>> BEGIN RECORDS PROVIDED

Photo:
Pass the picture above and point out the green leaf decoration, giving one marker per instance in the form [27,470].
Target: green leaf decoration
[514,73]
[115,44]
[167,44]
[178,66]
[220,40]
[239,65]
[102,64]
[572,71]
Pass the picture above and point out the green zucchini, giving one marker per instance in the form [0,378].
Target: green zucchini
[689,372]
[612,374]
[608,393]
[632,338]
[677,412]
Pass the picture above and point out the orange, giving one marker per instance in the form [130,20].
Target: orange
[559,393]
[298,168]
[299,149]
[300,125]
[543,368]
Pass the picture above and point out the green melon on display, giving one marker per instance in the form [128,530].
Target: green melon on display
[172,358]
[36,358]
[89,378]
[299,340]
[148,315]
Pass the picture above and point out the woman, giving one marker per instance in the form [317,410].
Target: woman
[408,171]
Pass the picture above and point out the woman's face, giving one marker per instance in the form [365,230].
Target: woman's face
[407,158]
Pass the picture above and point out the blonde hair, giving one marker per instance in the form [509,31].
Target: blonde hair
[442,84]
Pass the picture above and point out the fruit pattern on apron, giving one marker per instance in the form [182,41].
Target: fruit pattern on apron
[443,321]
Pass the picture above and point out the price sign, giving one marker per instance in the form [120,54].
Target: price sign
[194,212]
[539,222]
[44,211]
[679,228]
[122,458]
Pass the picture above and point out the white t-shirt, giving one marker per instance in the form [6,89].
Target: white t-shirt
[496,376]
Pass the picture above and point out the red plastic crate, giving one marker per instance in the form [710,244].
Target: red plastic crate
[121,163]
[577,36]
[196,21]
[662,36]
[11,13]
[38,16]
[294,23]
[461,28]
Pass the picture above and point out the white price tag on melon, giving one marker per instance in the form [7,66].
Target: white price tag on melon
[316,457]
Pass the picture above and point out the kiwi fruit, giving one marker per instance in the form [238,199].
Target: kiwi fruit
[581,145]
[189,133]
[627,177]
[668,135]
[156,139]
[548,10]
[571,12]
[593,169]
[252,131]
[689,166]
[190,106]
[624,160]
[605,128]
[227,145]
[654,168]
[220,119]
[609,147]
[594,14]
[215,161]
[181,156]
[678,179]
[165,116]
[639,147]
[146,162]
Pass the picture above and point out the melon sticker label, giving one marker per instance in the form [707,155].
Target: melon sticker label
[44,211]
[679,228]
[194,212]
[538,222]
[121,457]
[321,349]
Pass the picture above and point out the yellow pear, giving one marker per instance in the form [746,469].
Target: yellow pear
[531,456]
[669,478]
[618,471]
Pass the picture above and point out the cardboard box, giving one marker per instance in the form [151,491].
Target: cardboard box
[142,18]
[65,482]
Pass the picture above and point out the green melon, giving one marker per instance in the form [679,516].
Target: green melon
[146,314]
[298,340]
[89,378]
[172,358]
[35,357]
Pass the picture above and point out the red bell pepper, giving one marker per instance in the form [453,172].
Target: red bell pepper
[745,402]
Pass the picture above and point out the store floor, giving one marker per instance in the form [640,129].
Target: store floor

>> END RECORDS PROVIDED

WHAT IS NEEDED
All records above must be set down exactly, please.

SOLUTION
Photo:
Pass the picture above and point out the green leaf decoration, giving one marker per instance in the form [27,470].
Target: green leaf decoration
[514,73]
[115,44]
[167,44]
[178,66]
[220,40]
[239,65]
[102,64]
[572,71]
Pass the picture above and point out the green zucchini, giving one marker per instance in the form [0,378].
Target: green zucchini
[689,372]
[612,374]
[608,393]
[632,338]
[677,412]
Pass the picture above and point out the orange, giving one marker per instance in the form [130,20].
Target: orange
[559,393]
[298,168]
[299,149]
[300,125]
[543,368]
Pass the picture above and point out the green melon on display, giving one marker per instance in the form [128,530].
Target: green melon on display
[172,358]
[36,358]
[89,378]
[299,340]
[148,315]
Pass the picture above and point out the woman, giving one marker per instance in the form [317,410].
Target: woman
[408,171]
Pass the picture above and point out the woman's face, giving one marker per instance in the form [365,230].
Target: woman's face
[407,158]
Pass the picture above and point out the blonde hair, giving one marker per instance in the form [509,31].
Target: blonde hair
[442,84]
Pass the picture above and point out the fruit pattern on apron, giving one marker per instance in the form [182,41].
Target: fruit pattern on apron
[443,321]
Pass the picture above and point out the price sign, giving one marker per instance in the form [120,54].
Target: price sign
[194,212]
[539,222]
[44,211]
[679,228]
[122,458]
Pass the picture above and point out the white t-shirt, giving one marker per instance in the form [6,89].
Target: white t-shirt
[496,376]
Pass the picture above and point out the red plastic crate, giving one marker per instance in the form [710,244].
Target: red plastic crate
[121,163]
[577,36]
[196,21]
[662,36]
[11,13]
[38,16]
[294,23]
[461,28]
Pass the picture above and point out the white price tag on melon, giving one marker per instance in the form [7,66].
Target: white price tag on melon
[316,457]
Pass the picture above and point out the kiwi fruit, giving one marker per instance in the form [238,199].
Target: kiwi fruit
[581,145]
[189,133]
[627,177]
[668,135]
[156,139]
[548,10]
[571,12]
[593,169]
[252,131]
[689,166]
[190,106]
[624,160]
[605,128]
[227,145]
[654,168]
[220,119]
[609,147]
[594,14]
[215,161]
[181,156]
[678,179]
[165,116]
[639,147]
[146,162]
Pass the picture above and point out the melon sticker label, giving one marker per instance in the form [707,155].
Target: melon sticker label
[44,211]
[679,228]
[194,212]
[538,222]
[121,457]
[321,349]
Pass the picture above and point out the yellow pear, giving one marker per instance in the form [746,469].
Target: yellow pear
[531,456]
[669,478]
[618,471]
Pass the picture above and point out the cardboard box, giving one marker per instance in the form [151,491].
Target: cardboard box
[142,18]
[65,482]
Pass the picture above and point out the green melon, giving one marker per instance in the form [679,516].
Target: green melon
[146,314]
[298,340]
[89,378]
[172,358]
[35,357]
Pass the picture above and point out the red bell pepper, giving one marker per instance in the form [453,172].
Target: red bell pepper
[745,402]
Pass the picture above and point out the store floor, giving one marker per instance in the form [640,129].
Target: store floor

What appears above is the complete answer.